== EXTRACT
When the Placebo Wins—and Sometimes Loses: Navigating the Complexities of Psychedelics and Pain Therapies
GH Research's psychedelic drug, Vertex's suzetrigine approval, and why both psychedelics and non-opioid pain drug developers need to think more critically about PBO-effect
Introduction
This topic has been on my mind lately because of two big news events in biopharma that put the placebo effect front and center. First, GH Research released impressive Phase 2 data in treatment-resistant depression, showing the potential of psychedelic therapies to change psychiatric care. Second, Vertex achieved a landmark approval for suzetrigine in acute pain, marking the first non-opioid pain medication approval in nearly 20 years.
The common thread between these two breakthroughs? The challenge of placebo. But in each case, that challenge looks very different. Psychedelics, by their very nature, are nearly impossible to placebo-control against—patients either feel the effects or they don’t. This makes them somewhat immune to the pitfalls of a high placebo response rate, but it also raises important questions about study design, particularly when it comes to blinding and proving efficacy in a regulatory setting. On the flip side, non-opioid pain drugs like suzetrigine face the opposite problem: placebo responses are so strong in pain trials that they can completely obscure a drug’s real effect. This makes proving efficacy in chronic pain incredibly difficult, even when a drug could provide meaningful benefit.
====
== DATA FOR ANALYSIS
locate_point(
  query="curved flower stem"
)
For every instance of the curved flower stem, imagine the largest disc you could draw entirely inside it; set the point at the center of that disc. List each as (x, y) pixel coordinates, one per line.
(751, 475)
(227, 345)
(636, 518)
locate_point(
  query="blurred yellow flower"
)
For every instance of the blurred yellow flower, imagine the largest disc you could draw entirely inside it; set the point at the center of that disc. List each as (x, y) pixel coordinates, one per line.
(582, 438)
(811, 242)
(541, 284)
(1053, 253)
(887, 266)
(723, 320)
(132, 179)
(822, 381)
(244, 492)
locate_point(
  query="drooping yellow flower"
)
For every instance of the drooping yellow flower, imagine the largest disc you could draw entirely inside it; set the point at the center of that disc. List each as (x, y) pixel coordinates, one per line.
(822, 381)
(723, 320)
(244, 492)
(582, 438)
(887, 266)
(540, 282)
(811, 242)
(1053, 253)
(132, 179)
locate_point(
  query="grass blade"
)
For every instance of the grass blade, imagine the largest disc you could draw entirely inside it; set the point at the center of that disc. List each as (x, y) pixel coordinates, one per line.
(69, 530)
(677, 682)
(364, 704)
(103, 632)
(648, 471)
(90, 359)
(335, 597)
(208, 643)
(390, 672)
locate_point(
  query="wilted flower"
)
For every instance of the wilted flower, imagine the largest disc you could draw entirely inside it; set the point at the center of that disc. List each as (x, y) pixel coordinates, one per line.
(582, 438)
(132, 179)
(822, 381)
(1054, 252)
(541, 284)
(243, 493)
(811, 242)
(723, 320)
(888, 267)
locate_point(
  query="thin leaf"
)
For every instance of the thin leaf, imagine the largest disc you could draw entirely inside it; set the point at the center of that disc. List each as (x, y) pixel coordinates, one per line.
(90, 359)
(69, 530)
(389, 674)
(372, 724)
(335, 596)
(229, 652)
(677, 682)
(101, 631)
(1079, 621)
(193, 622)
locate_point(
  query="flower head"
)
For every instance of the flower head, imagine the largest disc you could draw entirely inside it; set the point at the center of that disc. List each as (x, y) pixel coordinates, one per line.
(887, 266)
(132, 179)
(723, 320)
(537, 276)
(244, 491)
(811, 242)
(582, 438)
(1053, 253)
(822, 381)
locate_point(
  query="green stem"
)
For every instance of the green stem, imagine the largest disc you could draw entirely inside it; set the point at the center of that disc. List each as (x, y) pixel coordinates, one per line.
====
• _TASKS TO COMPLETE_
1. According to the placebo introduction, why are psychedelics somewhat immune to the pitfalls of a high placebo response rate?
2. Pick up the introduction on psychedelics, pain drugs and the placebo effect after its last sentence, and continue it.

• _RESULTS OF THE EXERCISE_
1. Psychedelics are nearly impossible to placebo-control against, because patients either feel the effects or they don't.

2.
This post explores how the placebo effect is shaping the futures of these two drug classes and why smart trial design will be essential in ensuring that both psychedelics and non-opioid pain medications reach their full potential.
Psychedelics: A Powerful Therapy, But a Trial Design Challenge
Psychedelics like psilocybin and MDMA hold transformative potential for psychiatric diseases, but their clinical development faces a paradox. On one hand, their effects are so profound that they naturally sidestep many of the issues faced by conventional antidepressants, which often struggle against high placebo response rates. When a patient experiences a psychedelic trip, they know they received the active treatment, which eliminates much of the placebo-driven uncertainty seen in psychiatric trials.
But this same effect presents a major challenge for study design. How do you maintain a blind trial when patients can so easily tell whether they received the drug? Without proper blinding, there’s a risk of overestimating efficacy due to expectation bias. Some trials have used active placebos, low doses of psychedelics, or drugs that mimic side effects, but even these methods have limitations.
Perhaps psychedelic trials need to move toward an active control model, more akin to oncology studies, where a new treatment is compared not to placebo but to an existing standard of care. In this case, rather than pitting psilocybin against an inert placebo, a trial could compare it to an approved antidepressant. This approach could provide a clearer understanding of the true benefits of psychedelics while avoiding the pitfalls of unblinding. Whatever the path forward, solving this study design challenge is essential if this class of medicines is to reach regulatory approval and thrive in the real world.